▶ TRY IT: Output the entries below so that they read exactly as they do now.
START SOURCE DATA
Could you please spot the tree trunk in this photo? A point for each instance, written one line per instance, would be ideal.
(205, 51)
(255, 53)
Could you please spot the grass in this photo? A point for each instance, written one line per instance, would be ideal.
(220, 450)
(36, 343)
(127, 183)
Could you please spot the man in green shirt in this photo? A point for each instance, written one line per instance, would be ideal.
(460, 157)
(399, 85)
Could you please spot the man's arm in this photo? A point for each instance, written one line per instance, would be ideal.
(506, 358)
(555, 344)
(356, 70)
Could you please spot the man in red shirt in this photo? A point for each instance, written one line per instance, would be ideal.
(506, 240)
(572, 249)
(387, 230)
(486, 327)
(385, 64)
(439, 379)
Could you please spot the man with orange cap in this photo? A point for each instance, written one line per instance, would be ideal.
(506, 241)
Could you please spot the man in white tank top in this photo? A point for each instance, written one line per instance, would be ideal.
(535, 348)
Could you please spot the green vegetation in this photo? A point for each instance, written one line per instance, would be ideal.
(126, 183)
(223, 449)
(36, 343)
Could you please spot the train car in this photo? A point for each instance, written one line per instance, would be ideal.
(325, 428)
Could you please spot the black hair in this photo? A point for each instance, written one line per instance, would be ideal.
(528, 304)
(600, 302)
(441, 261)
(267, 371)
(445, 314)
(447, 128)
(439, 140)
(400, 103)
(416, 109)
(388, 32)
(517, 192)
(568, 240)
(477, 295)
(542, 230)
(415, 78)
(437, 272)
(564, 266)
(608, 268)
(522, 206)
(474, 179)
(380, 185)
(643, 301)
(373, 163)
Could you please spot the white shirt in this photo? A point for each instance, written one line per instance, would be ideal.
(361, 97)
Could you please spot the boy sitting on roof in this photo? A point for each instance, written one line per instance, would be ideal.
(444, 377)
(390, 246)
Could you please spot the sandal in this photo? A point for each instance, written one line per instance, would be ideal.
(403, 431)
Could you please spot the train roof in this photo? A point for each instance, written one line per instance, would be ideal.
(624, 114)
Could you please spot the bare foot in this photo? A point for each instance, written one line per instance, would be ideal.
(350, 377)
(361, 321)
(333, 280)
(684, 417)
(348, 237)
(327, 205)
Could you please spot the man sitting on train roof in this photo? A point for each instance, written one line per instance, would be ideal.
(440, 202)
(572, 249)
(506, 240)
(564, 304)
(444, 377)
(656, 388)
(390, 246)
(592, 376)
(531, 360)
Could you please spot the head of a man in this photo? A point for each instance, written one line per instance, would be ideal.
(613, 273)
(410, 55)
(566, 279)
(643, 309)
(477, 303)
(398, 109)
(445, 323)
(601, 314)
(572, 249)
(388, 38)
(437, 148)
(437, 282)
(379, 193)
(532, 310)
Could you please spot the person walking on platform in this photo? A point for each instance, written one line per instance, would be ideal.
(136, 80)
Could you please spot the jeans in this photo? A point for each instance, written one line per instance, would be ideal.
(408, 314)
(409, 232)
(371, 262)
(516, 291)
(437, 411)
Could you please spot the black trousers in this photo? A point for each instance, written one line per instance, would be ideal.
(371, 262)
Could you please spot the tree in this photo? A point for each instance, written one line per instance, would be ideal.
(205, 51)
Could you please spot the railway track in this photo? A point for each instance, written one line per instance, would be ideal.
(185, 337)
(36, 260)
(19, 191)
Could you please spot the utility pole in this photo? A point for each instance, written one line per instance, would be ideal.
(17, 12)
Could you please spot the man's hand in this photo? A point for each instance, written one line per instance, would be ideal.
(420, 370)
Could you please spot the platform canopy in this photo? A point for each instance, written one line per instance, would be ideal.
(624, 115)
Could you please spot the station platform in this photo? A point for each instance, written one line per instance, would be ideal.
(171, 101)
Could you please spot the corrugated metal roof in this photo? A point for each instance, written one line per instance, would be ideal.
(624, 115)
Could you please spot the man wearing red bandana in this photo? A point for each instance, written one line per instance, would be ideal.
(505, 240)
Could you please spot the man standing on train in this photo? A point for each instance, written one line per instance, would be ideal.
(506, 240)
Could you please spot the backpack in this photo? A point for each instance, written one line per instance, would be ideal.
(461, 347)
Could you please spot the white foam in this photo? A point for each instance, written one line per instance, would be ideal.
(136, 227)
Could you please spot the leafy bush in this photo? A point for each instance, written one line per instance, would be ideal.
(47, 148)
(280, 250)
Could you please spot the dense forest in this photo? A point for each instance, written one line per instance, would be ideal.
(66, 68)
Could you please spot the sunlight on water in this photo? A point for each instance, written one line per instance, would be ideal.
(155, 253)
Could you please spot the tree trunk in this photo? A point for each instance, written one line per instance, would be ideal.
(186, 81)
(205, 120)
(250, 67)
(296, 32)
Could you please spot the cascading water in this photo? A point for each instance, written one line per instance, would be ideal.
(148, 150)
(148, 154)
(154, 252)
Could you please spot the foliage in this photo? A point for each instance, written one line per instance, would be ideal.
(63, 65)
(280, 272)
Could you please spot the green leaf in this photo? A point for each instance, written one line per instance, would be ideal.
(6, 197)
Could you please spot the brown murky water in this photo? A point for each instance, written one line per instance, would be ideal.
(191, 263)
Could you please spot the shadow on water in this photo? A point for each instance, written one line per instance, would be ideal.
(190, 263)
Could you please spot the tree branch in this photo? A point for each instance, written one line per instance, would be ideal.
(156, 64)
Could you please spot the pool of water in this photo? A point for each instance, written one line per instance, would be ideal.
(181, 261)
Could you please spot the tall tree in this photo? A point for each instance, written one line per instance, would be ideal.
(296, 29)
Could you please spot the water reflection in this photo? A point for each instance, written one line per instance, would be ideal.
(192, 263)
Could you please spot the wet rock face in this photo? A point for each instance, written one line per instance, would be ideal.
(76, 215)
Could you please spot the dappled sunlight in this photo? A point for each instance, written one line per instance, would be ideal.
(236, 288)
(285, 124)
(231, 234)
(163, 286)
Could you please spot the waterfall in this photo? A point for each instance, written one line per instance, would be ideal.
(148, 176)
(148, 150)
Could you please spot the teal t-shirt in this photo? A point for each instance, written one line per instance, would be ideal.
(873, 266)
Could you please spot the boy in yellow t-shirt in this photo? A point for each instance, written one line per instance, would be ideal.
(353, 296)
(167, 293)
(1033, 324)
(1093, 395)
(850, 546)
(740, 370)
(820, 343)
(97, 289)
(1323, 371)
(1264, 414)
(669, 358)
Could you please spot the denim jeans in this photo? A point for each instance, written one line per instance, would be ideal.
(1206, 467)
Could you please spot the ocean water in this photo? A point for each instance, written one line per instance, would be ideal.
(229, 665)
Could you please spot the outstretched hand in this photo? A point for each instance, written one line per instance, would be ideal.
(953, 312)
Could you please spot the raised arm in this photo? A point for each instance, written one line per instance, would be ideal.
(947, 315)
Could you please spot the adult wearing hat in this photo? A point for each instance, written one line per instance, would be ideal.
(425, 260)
END SOURCE DATA
▶ SOLVED EXERCISE:
Could you please spot the tree trunk in this photo? A point for each instance, written one line per instance, would be ideal.
(205, 51)
(255, 53)
Could you please spot the grass in this photo? A point for each instance, written one line per instance, would be ideal.
(220, 450)
(36, 343)
(127, 183)
Could you please spot the man in green shirt in this photo? A point for each instance, written one line per instance, would be ideal.
(460, 157)
(399, 85)
Could you please spot the man's arm in this photo? A point for each instance, written one line per instance, would be ideal.
(506, 358)
(555, 344)
(356, 70)
Could you please spot the man in red shirt in this photo? A point for each instance, written one line per instance, would be ideal.
(506, 240)
(572, 249)
(387, 230)
(486, 327)
(385, 64)
(439, 379)
Could you please spot the man with orange cap in this photo? A point for each instance, written one line per instance, would be ideal.
(506, 241)
Could you please spot the man in white tank top in this photo? A point for each instance, written one line per instance, would be ideal.
(535, 348)
Could you please spot the green vegetation in this photo? A point for each instance, written one line per instance, would be ideal.
(126, 183)
(223, 449)
(36, 343)
Could you please spot the train car in this photo? A point for each instance, written one line per instance, would be ideal.
(325, 428)
Could you please spot the black hair in this photo? A point for each instance, written one line per instance, would be ideal.
(528, 304)
(600, 302)
(441, 261)
(267, 371)
(445, 314)
(447, 128)
(439, 140)
(400, 103)
(416, 109)
(388, 32)
(517, 192)
(568, 240)
(477, 295)
(542, 230)
(415, 78)
(437, 272)
(564, 266)
(608, 268)
(522, 206)
(474, 179)
(380, 185)
(643, 301)
(373, 163)
Could you please spot the white shirt in this photo? A point for each instance, written one line per instance, would be ideal.
(361, 97)
Could you please spot the boy sitting on roof in this photo? A point for each instance, written one line per instance, would be ideal.
(444, 377)
(390, 246)
Could you please spot the sandal in this photo? A point for each instance, written one line per instance, would be ideal.
(403, 431)
Could you please spot the train roof in this photo? A point for each instance, written one line per instance, would be ideal.
(624, 114)
Could you please spot the bare foot in this photo? A point for each instance, written one line per instance, would be ideal.
(350, 377)
(361, 321)
(333, 280)
(684, 417)
(348, 237)
(327, 205)
Could you please spot the man sitting on train roof in this photo? A point for each instance, written one line per instance, would be ideal.
(440, 202)
(572, 249)
(506, 240)
(564, 304)
(444, 377)
(656, 388)
(390, 246)
(592, 376)
(531, 360)
Could you please spot the head of a man in this photo? A point for each instance, written one line per instance, would be ideal.
(613, 273)
(410, 55)
(566, 279)
(643, 309)
(477, 303)
(398, 109)
(445, 323)
(601, 314)
(572, 249)
(388, 38)
(437, 148)
(437, 282)
(379, 193)
(532, 310)
Could you please spot the person walking on platform in this photo? A point for each instance, written one line per instance, would be ideal.
(136, 80)
Could you please spot the jeans in this photo? A point for each instance, written one line per instance, would be ideal.
(408, 314)
(409, 232)
(371, 262)
(516, 291)
(437, 411)
Could you please spot the black trousers in this photo? A point for each instance, written one line per instance, would be ideal.
(371, 262)
Could you please spot the tree in this photo? A point for each instance, written one line per instance, would be ideal.
(205, 51)
Could you please spot the railway track in this photo? A point for each instance, written one line per instance, would be ideal.
(185, 337)
(36, 260)
(19, 191)
Could you please spot the utility pole in this photo? A point for each instance, written one line per instance, would be ideal.
(17, 12)
Could you please spot the man's hand in this photo? A point for each instance, written one line per instance, would be ideal.
(420, 370)
Could you please spot the platform canopy in this photo? A point for each instance, written one line per instance, would be ideal.
(624, 115)
Could you please spot the station platform in this photo? A point for each instance, written one line per instance, would be ideal.
(171, 101)
Could you please spot the corrugated metal roof in this photo? A point for each instance, written one line per instance, would be ideal.
(624, 115)
Could you please spot the man wearing red bandana in this photo? A point for each instance, written one line per instance, would be ideal.
(505, 240)
Could you please spot the man standing on train in this photo? A point for each instance, written one line per instance, would be ideal.
(506, 240)
Could you please spot the backpack in this photo? A point for each instance, written one line per instance, would be ideal.
(461, 347)
Could you please spot the white foam in this photo? A point for each instance, written one line per instance, would be ideal.
(136, 227)
Could you please spot the leafy bush in this photo? A point for each instance, written one line per instance, would be ideal.
(47, 148)
(280, 250)
Could you please spot the dense forest in this photo? A point for each instance, written one line per instance, would be ideal.
(66, 68)
Could you please spot the sunlight on water in this photo? A point for each instance, written one line per instance, would be ideal.
(155, 253)
Could you please spot the tree trunk in this photo? A point for each instance, written one line per instance, would be ideal.
(186, 81)
(205, 120)
(250, 67)
(296, 32)
Could you please spot the cascading water in this photo? A point for each instance, written one line per instance, would be ideal.
(148, 150)
(148, 154)
(154, 252)
Could you please spot the foliage in this photo? A point for each instance, written one line per instance, would be ideal.
(63, 65)
(280, 272)
Could you please spot the green leaf in this photo? A point for each instance, written one line per instance, would be ideal.
(6, 197)
Could you please spot the brown murky water in this photo? A point for each instance, written one line per instance, would be ideal.
(191, 263)
Could you please spot the shadow on water in this photo? A point for each instance, written one line per instance, would be ideal.
(190, 263)
Could you please spot the tree branch in this photo? A point for each instance, written one line per instance, would be ideal.
(156, 64)
Could you please spot the pool of water in this photo? A point for each instance, written one line per instance, would be ideal.
(181, 261)
Could you please spot the tall tree in this photo? A point for each instance, written one line per instance, would be ideal.
(296, 29)
Could you please spot the water reflection in this photo? A point for each instance, written one line per instance, would be ideal.
(192, 263)
Could you please spot the wet rock face in this photo? A point for each instance, written one line per instance, would be ideal.
(76, 215)
Could you please spot the dappled sunlight in this photo? A point for each instance, written one line per instance, would be ideal.
(236, 288)
(285, 124)
(231, 234)
(163, 286)
Could you please spot the waterfall in this photo? A point for each instance, written one line per instance, would be ideal.
(148, 176)
(148, 150)
Could you please spot the teal t-shirt in this photo? A point for each instance, written one line per instance, would be ideal.
(873, 266)
Could you please spot the boy in yellow t-shirt in this photo? A point for each instance, written one line per instance, would be ideal.
(353, 296)
(167, 293)
(1033, 324)
(1093, 395)
(850, 546)
(740, 370)
(820, 343)
(97, 289)
(1323, 371)
(1264, 414)
(669, 358)
Could you please spot the denim jeans in this photo? A point for each instance, written one line per instance, would be ideal.
(1206, 467)
Could you please spot the ocean water in this photo? A point for each instance, written one line per instance, would be ideal.
(229, 665)
Could you please spot the outstretched hand in this photo? A point for each instance, written one line per instance, would be ideal.
(953, 312)
Could you please spot the raised arm in this photo? A point for each instance, written one line per instance, would be ideal.
(947, 315)
Could you please spot the adult wearing hat in this photo? A point for each instance, written one line per instance, would be ideal.
(425, 260)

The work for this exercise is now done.